--- What is required ---
Write out the entries, please, from the line containing "Return one point per instance of the shaded" through their final line, exactly and with nothing else.

────────

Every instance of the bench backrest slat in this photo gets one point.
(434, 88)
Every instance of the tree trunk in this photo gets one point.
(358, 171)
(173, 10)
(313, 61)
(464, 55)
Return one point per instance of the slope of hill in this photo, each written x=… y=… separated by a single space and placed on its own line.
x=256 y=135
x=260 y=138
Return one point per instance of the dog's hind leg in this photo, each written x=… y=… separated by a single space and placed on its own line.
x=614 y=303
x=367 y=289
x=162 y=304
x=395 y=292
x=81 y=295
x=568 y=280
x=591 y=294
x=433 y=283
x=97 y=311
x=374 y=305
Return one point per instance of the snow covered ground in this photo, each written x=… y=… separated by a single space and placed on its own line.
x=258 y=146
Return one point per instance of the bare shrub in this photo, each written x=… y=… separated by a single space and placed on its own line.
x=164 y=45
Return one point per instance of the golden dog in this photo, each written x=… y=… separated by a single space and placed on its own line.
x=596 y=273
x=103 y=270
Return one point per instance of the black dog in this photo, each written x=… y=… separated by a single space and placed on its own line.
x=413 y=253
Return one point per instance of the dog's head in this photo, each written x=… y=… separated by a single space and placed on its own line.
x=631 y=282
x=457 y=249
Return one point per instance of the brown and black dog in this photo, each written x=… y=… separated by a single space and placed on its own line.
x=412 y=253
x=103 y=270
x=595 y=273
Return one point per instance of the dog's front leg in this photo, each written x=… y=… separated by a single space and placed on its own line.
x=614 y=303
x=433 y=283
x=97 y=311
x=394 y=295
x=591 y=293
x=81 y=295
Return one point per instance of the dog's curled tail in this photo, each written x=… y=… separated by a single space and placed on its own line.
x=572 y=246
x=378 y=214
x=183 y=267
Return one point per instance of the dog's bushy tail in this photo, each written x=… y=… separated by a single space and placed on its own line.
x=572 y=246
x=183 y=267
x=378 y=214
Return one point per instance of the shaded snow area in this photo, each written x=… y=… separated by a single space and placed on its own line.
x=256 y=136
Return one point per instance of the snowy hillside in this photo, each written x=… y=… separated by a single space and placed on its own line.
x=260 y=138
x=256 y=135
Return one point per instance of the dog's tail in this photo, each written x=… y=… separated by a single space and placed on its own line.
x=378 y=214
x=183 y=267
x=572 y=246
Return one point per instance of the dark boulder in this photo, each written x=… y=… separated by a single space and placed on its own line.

────────

--- Output of the task ---
Return one point per instance of the shaded snow area in this photo, each written x=… y=… separated by a single space and placed on its own line.
x=256 y=136
Return one point per instance of the snowy hillside in this photo, each written x=… y=… separated by a single space and placed on its own line.
x=260 y=138
x=256 y=135
Return one point per instance of the dog's tail in this photo, each written x=… y=… separated by a single space and placed on its own line.
x=378 y=214
x=183 y=267
x=572 y=246
Return one point per instance of the dark boulder in this photo, each written x=… y=… separated by a single space and placed on its own line.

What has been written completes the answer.